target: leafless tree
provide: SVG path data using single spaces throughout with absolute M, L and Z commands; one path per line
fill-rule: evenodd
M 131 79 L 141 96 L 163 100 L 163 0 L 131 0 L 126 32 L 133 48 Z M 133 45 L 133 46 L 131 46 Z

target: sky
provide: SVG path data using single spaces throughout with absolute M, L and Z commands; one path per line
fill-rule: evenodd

--

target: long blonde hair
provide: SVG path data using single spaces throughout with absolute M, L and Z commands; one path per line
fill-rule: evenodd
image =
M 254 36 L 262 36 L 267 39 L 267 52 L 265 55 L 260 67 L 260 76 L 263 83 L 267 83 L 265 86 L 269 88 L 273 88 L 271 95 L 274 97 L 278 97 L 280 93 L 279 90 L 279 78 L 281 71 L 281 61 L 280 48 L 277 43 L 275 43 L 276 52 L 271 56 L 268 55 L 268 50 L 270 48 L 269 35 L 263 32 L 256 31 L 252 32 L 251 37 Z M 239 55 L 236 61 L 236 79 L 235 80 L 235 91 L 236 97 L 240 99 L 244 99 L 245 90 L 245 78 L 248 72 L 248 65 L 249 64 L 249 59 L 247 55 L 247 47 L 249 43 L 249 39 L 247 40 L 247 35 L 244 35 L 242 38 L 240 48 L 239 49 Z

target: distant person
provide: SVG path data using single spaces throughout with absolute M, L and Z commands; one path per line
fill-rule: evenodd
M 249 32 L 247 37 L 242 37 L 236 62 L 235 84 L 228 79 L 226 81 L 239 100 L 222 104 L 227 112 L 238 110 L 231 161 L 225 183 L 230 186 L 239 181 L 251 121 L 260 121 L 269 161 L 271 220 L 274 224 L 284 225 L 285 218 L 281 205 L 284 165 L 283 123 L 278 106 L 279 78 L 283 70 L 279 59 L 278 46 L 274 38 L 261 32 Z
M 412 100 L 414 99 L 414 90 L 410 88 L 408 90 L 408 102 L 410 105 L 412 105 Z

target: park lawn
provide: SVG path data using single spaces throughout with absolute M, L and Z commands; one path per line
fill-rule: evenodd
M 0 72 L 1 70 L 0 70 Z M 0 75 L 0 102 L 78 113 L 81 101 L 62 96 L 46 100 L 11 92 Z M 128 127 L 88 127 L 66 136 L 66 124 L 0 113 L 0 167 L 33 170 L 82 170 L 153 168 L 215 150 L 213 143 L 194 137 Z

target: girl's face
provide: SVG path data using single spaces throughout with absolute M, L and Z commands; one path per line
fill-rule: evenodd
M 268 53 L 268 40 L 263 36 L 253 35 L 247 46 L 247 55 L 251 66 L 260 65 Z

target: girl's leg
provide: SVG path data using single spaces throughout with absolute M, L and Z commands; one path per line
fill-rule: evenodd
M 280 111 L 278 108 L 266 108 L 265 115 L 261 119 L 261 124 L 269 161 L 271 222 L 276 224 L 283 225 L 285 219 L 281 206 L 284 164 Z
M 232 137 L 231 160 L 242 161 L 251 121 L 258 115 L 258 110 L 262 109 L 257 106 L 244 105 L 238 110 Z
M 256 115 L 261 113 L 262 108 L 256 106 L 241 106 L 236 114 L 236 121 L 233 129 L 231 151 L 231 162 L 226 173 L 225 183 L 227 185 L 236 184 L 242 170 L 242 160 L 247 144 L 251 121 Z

Exercise goal ->
Could you copy out the material verbatim, from the line holding "target: long blonde hair" through the line holding "M 254 36 L 262", both included?

Solution to this exercise ->
target: long blonde hair
provide: SVG path data using single spaces throughout with absolute M, L and Z commands; one path per line
fill-rule: evenodd
image =
M 254 36 L 262 36 L 267 39 L 267 52 L 265 55 L 260 67 L 260 76 L 263 83 L 267 83 L 265 86 L 269 88 L 273 88 L 271 95 L 274 97 L 278 97 L 280 93 L 279 90 L 279 78 L 281 71 L 281 61 L 280 48 L 277 43 L 275 43 L 276 52 L 271 56 L 268 55 L 268 50 L 270 48 L 269 35 L 263 32 L 256 31 L 252 32 L 251 37 Z M 239 55 L 236 61 L 236 79 L 235 80 L 235 91 L 236 97 L 240 99 L 244 99 L 245 90 L 245 78 L 248 72 L 248 65 L 249 64 L 249 59 L 247 55 L 247 47 L 249 43 L 249 39 L 247 40 L 247 35 L 244 35 L 242 38 L 240 48 L 239 49 Z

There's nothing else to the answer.